▶ _課題の入力_

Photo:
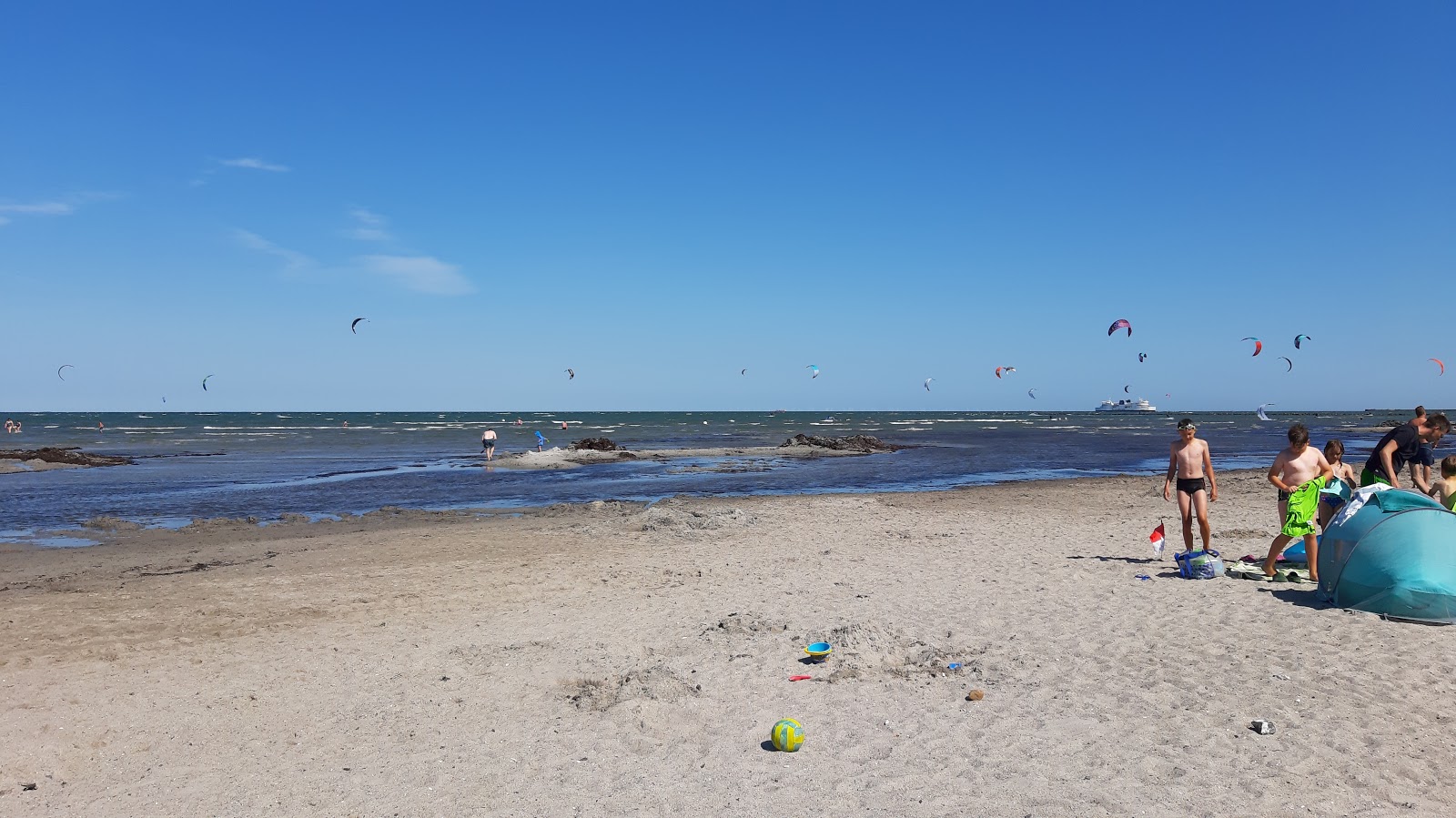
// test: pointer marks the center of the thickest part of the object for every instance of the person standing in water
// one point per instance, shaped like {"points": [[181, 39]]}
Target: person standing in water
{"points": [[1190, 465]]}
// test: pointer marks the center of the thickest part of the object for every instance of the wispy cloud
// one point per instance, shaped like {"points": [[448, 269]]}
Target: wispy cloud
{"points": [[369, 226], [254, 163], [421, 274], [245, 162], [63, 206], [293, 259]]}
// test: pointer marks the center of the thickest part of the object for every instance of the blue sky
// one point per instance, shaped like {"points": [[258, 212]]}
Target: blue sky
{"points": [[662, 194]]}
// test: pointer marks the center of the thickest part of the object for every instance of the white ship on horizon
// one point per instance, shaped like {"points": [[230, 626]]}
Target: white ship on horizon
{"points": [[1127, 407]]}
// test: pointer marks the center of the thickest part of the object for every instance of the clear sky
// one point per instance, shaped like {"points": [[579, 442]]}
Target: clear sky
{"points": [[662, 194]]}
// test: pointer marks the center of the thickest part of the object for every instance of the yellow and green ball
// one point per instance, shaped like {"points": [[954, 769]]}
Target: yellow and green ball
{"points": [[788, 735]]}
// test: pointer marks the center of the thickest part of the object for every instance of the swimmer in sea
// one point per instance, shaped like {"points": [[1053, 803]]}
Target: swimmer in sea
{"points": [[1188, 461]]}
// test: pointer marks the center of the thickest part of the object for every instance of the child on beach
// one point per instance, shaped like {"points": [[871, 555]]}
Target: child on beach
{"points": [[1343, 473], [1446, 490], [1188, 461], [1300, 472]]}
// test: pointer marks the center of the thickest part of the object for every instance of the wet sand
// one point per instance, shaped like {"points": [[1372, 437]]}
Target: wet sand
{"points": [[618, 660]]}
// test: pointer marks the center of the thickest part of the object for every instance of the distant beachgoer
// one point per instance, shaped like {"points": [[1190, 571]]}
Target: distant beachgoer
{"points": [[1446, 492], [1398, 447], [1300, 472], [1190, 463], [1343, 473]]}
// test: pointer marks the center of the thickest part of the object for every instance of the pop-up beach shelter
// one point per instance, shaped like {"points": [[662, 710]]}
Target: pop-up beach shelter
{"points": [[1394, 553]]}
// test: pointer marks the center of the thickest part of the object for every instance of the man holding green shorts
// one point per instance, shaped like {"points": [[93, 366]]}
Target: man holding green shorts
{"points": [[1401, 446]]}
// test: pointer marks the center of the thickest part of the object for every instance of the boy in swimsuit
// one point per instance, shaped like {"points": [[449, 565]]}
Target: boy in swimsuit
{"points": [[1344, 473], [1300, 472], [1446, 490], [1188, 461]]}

▶ _必要なこと_
上のリストを最初から最後まで一字一句変えずに書き写してください。ただし、画像は含めないでください。

▶ _解答_
Photo:
// test: pointer marks the center of the thickest part of the object for every instance of the person standing in water
// one point per instance, shaped like {"points": [[181, 39]]}
Target: person standing in water
{"points": [[1190, 465]]}
// test: pointer marks the center of the thickest part of the object for every instance of the wispy cloud
// one point per instance, shaped like {"points": [[448, 269]]}
Target: wispy cloud
{"points": [[369, 226], [254, 163], [421, 274], [245, 162], [63, 206], [293, 259]]}
// test: pointer marks the center of the thickest part of the object for every instance of the blue sky
// one point per instance, shaped like {"points": [[258, 212]]}
Target: blue sky
{"points": [[662, 194]]}
// test: pointer marks the center of the thickest part of the object for every instance of the white ship on horizon
// one point per instance, shaped like {"points": [[230, 626]]}
Target: white ship on horizon
{"points": [[1127, 407]]}
// test: pointer marks the center of the thickest part of the object for every instance of the clear sky
// one point per instance, shaped like {"points": [[579, 442]]}
Target: clear sky
{"points": [[662, 194]]}
// test: pointer marks the center of the thickest part of the object for every instance of the yellow and green ball
// one point per instance, shaped like {"points": [[954, 769]]}
Target: yellow and green ball
{"points": [[788, 735]]}
// test: pointer marks the center of the thickest part of the object for every instance of the swimmer in sea
// one point per instance, shaped like {"points": [[1053, 803]]}
Target: swimmer in sea
{"points": [[1188, 461]]}
// test: pointer marks the center of the thickest part of the object for every instance of the child on beach
// one point per instance, shaped like {"points": [[871, 555]]}
Target: child on beach
{"points": [[1343, 473], [1446, 490], [1188, 461], [1300, 472]]}
// test: pointer marks the center of the thickest part of the object for every instance of the wet sand
// one point per instance, shaped like {"points": [[1372, 437]]}
Target: wet sand
{"points": [[618, 660]]}
// test: pointer marks the center of the thickest part of the object for every instance of the distant beachgoer
// one point per instance, shaped like {"points": [[1190, 571]]}
Target: distant beachgoer
{"points": [[1446, 492], [1398, 447], [1300, 472], [1190, 463], [1343, 473]]}
// test: pointer marks the center of the thickest part of the object for every instance of the pop-up beach shelter
// one point per instance, shaped like {"points": [[662, 710]]}
Target: pop-up beach shelter
{"points": [[1394, 553]]}
// test: pointer marks the center of the thickest part of the object for every instance of the man holding green shorts
// one point per instance, shaped like {"points": [[93, 366]]}
Target: man holding green shorts
{"points": [[1401, 446]]}
// test: pointer marks the center of the thickest part of the object for every instance of the boy in swimsuit
// one point per instance, shaped like {"points": [[449, 565]]}
Target: boy in swimsuit
{"points": [[1344, 473], [1300, 472], [1446, 490], [1188, 461]]}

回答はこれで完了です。